Description of the task
In the passage on New York City below, who is said to have preached half a century ago that losing neighborhoods and people to gentrification would mean losing the city?

Passage to read
┄┄┄┄┄┄
New York was never meant for only those at the top of the ladder. New York was for those who wanted to create their own ladders – or smash the ladder altogether. It was not meant for soulless glass towers and concrete boxes. It was built for inspired architecture and with a craftsman’s touch. It was not intended to be littered with big box retailers found every place in the world. It was meant to be authentic and unique to the people of New York and their stories with places, shops, and restaurants found only here. We stopped being the city that everyone was trying to emulate, and we turned into everyone else. We lost our way. We let her down and she is hurting.
 
I am not one of the naysayers furiously writing the obituary of New York City. Just the opposite, I am committed to finding a better way forward. However, before we start to march forward, we need to look back at what made New York special in the first place – its people, its diversity, its neighborhoods, architecture, art, fashion, music, and the list goes on. This is what makes New York, well New York. Jane Jacobs knew this. She preached this half a century ago. She knew that if we lost our neighborhoods and people to gentrification, homogenization, and inequality – we would lose our city. She was right. And here we are.
┄┄┄┄┄┄
Data excerpt
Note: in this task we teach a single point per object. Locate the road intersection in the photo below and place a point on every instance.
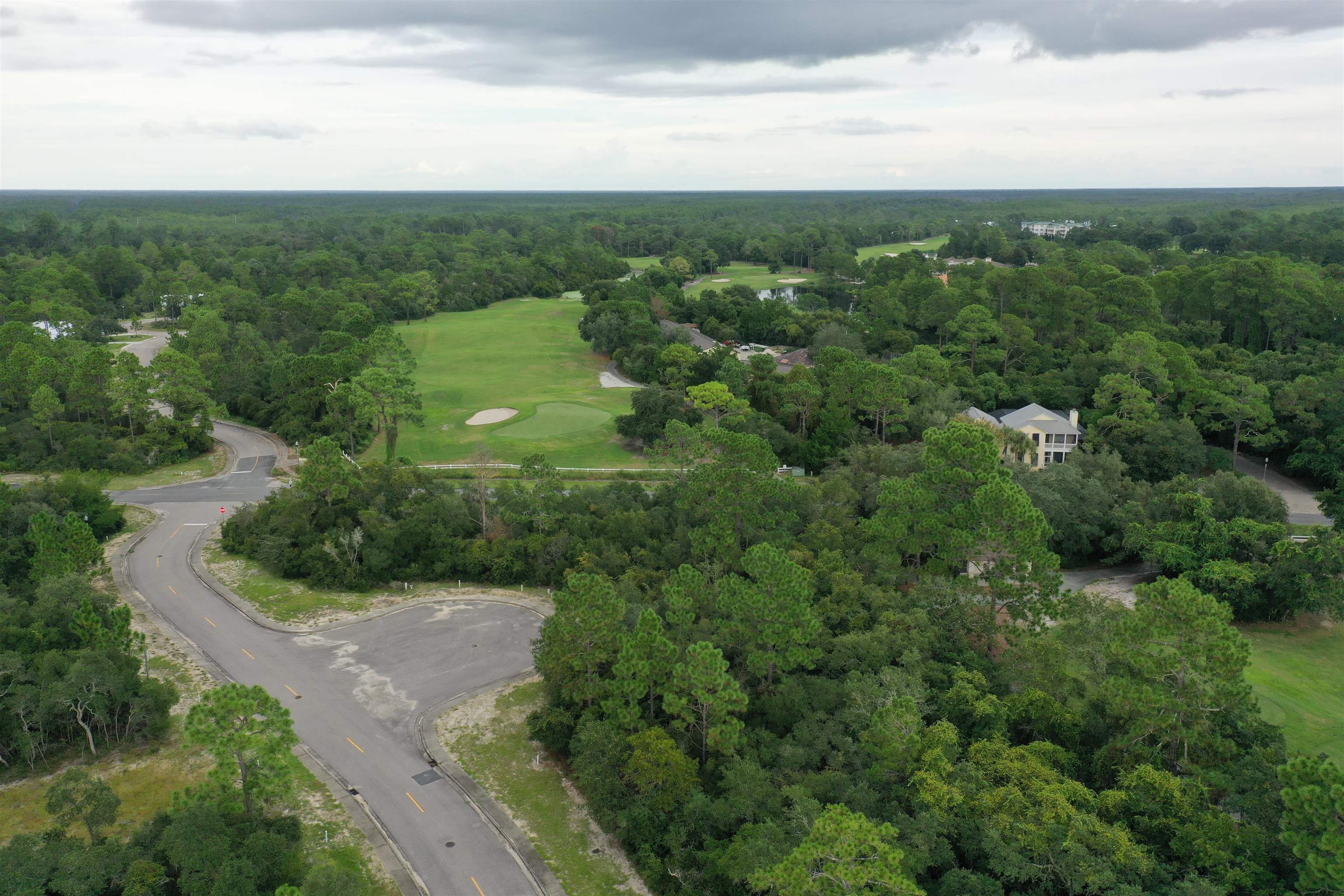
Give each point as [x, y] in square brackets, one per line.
[355, 690]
┄┄┄┄┄┄
Solution for this problem
Jane Jacobs